### TASK DETAILS
Update the material below by changing every "whole-pixels" to "integer-pixels", keeping everything else the same.
***
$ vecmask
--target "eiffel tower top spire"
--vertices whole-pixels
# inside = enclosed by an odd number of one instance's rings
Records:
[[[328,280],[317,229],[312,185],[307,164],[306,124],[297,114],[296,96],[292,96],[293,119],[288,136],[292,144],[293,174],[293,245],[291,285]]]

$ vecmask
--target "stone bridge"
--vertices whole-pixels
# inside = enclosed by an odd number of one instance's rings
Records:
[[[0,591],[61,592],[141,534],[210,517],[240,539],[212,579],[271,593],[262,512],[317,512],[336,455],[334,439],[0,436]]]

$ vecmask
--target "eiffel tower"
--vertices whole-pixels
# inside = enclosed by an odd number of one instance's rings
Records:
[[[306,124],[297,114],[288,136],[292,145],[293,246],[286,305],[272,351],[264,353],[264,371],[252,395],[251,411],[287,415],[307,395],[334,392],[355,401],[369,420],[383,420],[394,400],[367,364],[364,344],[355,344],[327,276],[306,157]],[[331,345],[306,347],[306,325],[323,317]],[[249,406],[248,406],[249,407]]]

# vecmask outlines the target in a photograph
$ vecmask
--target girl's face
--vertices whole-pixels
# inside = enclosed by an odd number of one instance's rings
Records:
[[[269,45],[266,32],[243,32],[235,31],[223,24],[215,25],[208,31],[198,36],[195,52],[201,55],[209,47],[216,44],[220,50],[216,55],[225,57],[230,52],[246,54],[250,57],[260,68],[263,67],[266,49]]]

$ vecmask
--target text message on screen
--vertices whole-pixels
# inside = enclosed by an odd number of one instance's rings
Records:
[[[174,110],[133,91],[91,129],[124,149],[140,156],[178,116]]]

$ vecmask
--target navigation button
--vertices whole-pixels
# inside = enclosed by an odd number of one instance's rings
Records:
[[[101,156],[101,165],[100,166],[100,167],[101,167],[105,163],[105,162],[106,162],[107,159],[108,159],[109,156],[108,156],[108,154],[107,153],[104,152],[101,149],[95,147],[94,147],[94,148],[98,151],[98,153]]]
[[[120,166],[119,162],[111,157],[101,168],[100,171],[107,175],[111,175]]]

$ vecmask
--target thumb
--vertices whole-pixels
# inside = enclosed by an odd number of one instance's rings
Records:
***
### EXPECTED OUTPUT
$ vecmask
--target "eiffel tower top spire"
--vertices integer-pixels
# inside = enclosed by an odd number of one instance's rings
Records:
[[[328,280],[317,229],[312,185],[307,164],[306,124],[297,114],[296,96],[292,96],[293,119],[288,136],[292,144],[293,174],[293,245],[291,285]]]

$ vecmask
--target "stone bridge"
--vertices integer-pixels
# inside = enclosed by an odd number of one instance's rings
Records:
[[[0,591],[61,592],[141,534],[210,517],[240,539],[212,579],[271,593],[262,512],[317,512],[336,455],[334,439],[0,436]]]

$ vecmask
--target "eiffel tower"
--vertices integer-pixels
# inside = enclosed by an odd number of one instance's rings
Records:
[[[306,124],[297,114],[288,136],[292,145],[293,246],[286,305],[272,351],[264,353],[264,371],[252,395],[251,411],[287,415],[307,395],[334,392],[355,401],[369,420],[383,420],[394,400],[367,364],[364,344],[355,344],[327,276],[306,157]],[[331,345],[306,347],[306,325],[323,317]],[[249,406],[248,406],[249,407]]]

# vecmask outlines the target in a photograph
$ vecmask
--target girl's face
--vertices integer-pixels
# inside = enclosed by an odd number of one instance's rings
Records:
[[[269,45],[266,32],[243,32],[235,31],[223,24],[215,25],[208,31],[198,36],[195,52],[201,55],[209,47],[216,44],[220,50],[216,55],[225,57],[230,52],[246,54],[250,57],[260,68],[263,67],[266,49]]]

$ vecmask
--target text message on screen
--vertices integer-pixels
# inside = enclosed by an odd number of one instance's rings
Records:
[[[174,110],[133,91],[91,129],[124,149],[140,156],[178,116]]]

$ vecmask
--target navigation button
--vertices integer-pixels
# inside = enclosed by an odd number of one instance's rings
Records:
[[[101,156],[101,165],[100,166],[100,167],[101,167],[105,163],[105,162],[106,162],[107,159],[108,159],[109,156],[108,156],[108,154],[107,153],[104,152],[101,149],[95,147],[94,147],[94,148],[98,151],[98,153]]]
[[[120,166],[119,162],[111,157],[101,168],[100,171],[107,175],[111,175]]]

$ vecmask
--target thumb
--vertices integer-pixels
# inside = enclosed by an odd number of one instance's rings
Records:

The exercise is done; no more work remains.